◆ **What the task asks**
Can you continue the article below about injected bacteria shrinking tumors, starting after its last sentence?

◆ **Excerpt to read**
--------------------------------------------------

Injected bacteria shrink tumors in rats, dogs and humans
A modified version of the Clostridium novyi (C. noyvi-NT) bacterium can produce a strong and precisely targeted anti-tumor response in rats, dogs and now humans, according to a new report from Johns Hopkins Kimmel Cancer Center researchers.
In its natural form, C. novyi is found in the soil and, in certain cases, can cause tissue-damaging infection in cattle, sheep and humans. The microbe thrives only in oxygen-poor environments, which makes it a targeted means of destroying oxygen-starved cells in tumors that are difficult to treat with chemotherapy and radiation. The Johns Hopkins team removed one of the bacteria's toxin-producing genes to make it safer for therapeutic use.
For the study, the researchers tested direct-tumor injection of the C. noyvi-NT spores in 16 pet dogs that were being treated for naturally occurring tumors. Six of the dogs had an anti-tumor response 21 days after their first treatment. Three of the six showed complete eradication of their tumors, and the length of the longest diameter of the tumor shrunk by at least 30 percent in the three other dogs.
Most of the dogs experienced side effects typical of a bacterial infection, such as fever and tumor abscesses and inflammation, according to a report on the work published online Aug. 13 in Science Translational Medicine.
In a Phase I clinical trial of C. noyvi-NT spores conducted at MD Anderson Cancer Center, a patient with an advanced soft tissue tumor in the abdomen received the spore injection directly into a metastatic tumor in her arm. The treatment significantly reduced the tumor in and around the bone. "She had a very vigorous inflammatory response and abscess formation," according to Nicholas Roberts, Vet.M.B., Ph.D. "But at the moment, we haven't treated enough people to be sure if the spectrum of responses that we see in dogs will truly recapitulate what we see in people."
"One advantage of using bacteria to treat cancer is that you can modify these bacteria relatively easily, to equip them with other therapeutic agents, or make them less toxic as we have done here, " said Shibin Zhou, M.D., Ph.D., associate professor of oncology at the Cancer Center. Zhou is also the director of experimental therapeutics at the Kimmel Cancer Center's Ludwig Center for Cancer Genetics and Therapeutics. He and colleagues at Johns Hopkins began exploring C. novyi's cancer-fighting potential more than a decade ago after studying hundred-year old accounts of an early immunotherapy called Coley toxins, which grew out of the observation that some cancer patients who contracted serious bacterial infections showed cancer remission.
The researchers focused on soft tissue tumors because "these tumors are often locally advanced, and they have spread into normal tissue," said Roberts, a Ludwig Center and Department of Pathology researcher. The bacteria cannot germinate in normal tissues and will only attack the oxygen-starved or hypoxic cells in the tumor and spare healthy tissue around the cancer.

--------------------------------------------------

◆ **Data**
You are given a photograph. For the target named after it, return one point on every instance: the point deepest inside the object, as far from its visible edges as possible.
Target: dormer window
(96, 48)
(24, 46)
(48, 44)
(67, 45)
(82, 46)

--------------------------------------------------

◆ **Answer to the exercise**
Verena Staedtke, M.D., Ph.D., a Johns Hopkins neuro-oncology fellow, first tested the spore injection in rats with implanted brain tumors called gliomas. Microscopic evaluation of the tumors showed that the treatment killed tumor cells but spared healthy cells just a few micrometers away. The treatment also prolonged the rats' survival, with treated rats surviving an average of 33 days after the tumor was implanted, compared with an average of 18 days in rats that did not receive the C. noyvi-NT spore injection.
The researchers then extended their tests of the injection to dogs. "One of the reasons that we treated dogs with C. noyvi-NT before people is because dogs can be a good guide to what may happen in people," Roberts said. The dog tumors share many genetic similarities with human tumors, he explained, and their tumors appeared spontaneously as they would in humans. Dogs are also treated with many of the same cancer drugs as humans and respond similarly.
The dogs showed a variety of anti-tumor responses and inflammatory side effects.
Zhou said that study of the C. noyvi-NT spore injection in humans is ongoing, but the final results of their treatment are not yet available. "We expect that some patients will have a stronger response than others, but that's true of other therapies as well. Now, we want to know how well the patients can tolerate this kind of therapy."
It may be possible to combine traditional treatments like chemotherapy with the C. noyvi-NT therapy, said Zhou, who added that the researchers have already studied these combinations in mice.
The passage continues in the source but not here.